**WHAT YOU NEED TO DO:** Using the string "white" as the key, pull each matching line out of the records below.

**EXCERPTED RECORDS:**
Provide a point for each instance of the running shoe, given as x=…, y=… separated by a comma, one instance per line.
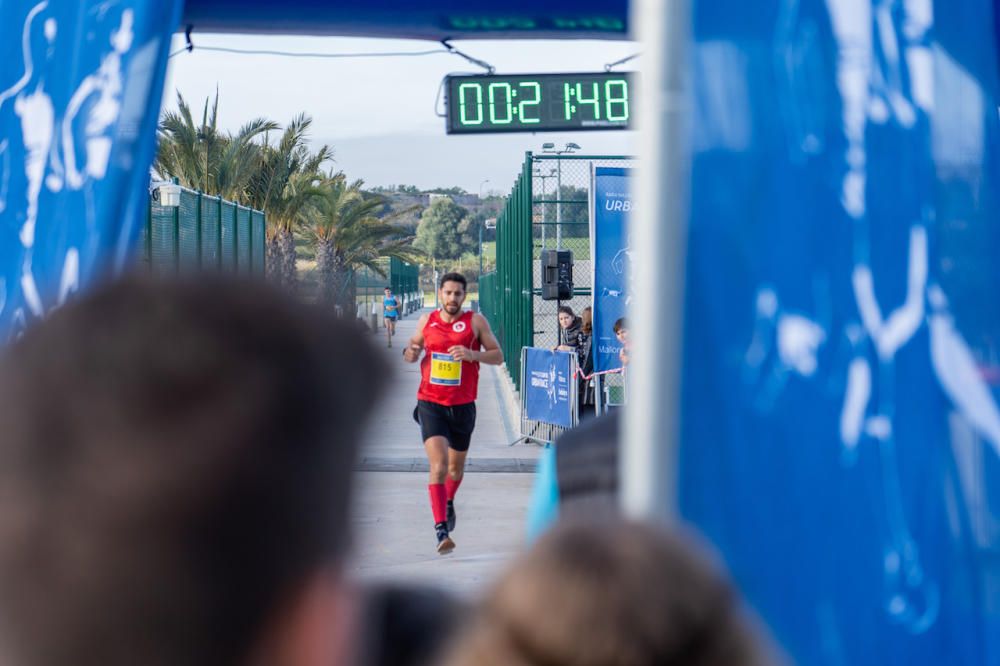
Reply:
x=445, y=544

...

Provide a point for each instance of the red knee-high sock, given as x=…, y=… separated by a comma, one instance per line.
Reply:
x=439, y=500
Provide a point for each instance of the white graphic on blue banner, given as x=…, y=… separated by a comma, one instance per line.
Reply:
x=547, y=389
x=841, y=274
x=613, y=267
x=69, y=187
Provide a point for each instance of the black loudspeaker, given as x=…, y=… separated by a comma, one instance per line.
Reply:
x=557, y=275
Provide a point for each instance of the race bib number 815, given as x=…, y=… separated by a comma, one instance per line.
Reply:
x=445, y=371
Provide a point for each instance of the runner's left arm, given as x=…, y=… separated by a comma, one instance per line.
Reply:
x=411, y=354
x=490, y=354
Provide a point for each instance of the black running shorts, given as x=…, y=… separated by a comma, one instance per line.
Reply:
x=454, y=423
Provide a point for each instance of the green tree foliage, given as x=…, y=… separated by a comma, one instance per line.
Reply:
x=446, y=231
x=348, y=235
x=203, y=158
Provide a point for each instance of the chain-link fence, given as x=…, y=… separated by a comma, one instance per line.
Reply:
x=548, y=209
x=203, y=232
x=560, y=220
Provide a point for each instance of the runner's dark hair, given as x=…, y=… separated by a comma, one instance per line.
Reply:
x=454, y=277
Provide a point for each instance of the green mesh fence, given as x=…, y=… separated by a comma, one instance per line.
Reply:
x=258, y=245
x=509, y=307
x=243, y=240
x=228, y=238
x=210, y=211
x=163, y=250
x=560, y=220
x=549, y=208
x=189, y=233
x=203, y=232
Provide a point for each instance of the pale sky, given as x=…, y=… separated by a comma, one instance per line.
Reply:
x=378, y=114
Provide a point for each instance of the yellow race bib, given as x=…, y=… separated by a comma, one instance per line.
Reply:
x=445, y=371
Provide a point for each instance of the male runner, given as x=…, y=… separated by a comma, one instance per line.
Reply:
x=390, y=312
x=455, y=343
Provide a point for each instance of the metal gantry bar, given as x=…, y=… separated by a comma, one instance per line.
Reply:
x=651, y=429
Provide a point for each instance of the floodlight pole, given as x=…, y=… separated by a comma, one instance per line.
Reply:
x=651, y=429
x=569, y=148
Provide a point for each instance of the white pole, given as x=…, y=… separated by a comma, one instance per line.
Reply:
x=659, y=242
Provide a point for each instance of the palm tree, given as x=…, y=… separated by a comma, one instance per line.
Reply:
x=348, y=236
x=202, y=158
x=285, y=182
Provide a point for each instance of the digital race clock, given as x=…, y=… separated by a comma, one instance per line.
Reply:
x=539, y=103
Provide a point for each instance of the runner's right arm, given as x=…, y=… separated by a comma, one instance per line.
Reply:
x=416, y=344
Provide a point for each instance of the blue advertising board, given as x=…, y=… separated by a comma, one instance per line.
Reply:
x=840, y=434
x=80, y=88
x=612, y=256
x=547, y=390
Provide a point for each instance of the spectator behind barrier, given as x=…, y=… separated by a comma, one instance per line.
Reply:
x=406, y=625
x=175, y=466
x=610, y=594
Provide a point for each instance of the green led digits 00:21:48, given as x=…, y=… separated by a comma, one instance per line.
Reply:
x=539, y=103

---

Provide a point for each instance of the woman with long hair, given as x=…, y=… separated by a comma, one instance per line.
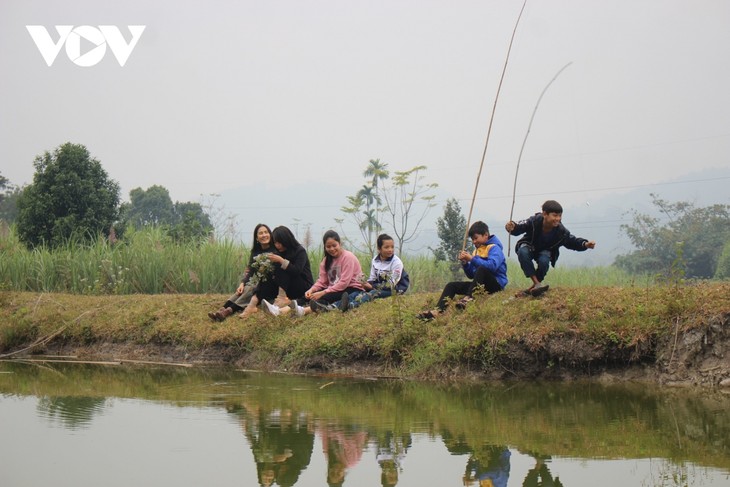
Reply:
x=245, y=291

**ANSWER SECTION:**
Provide a point for each instance of the white graphic on blue banner, given as x=…, y=… separated by a comma, one instance per line.
Provide a point for each instance of the white pole, given as x=…, y=… separated by a comma, one instance per line.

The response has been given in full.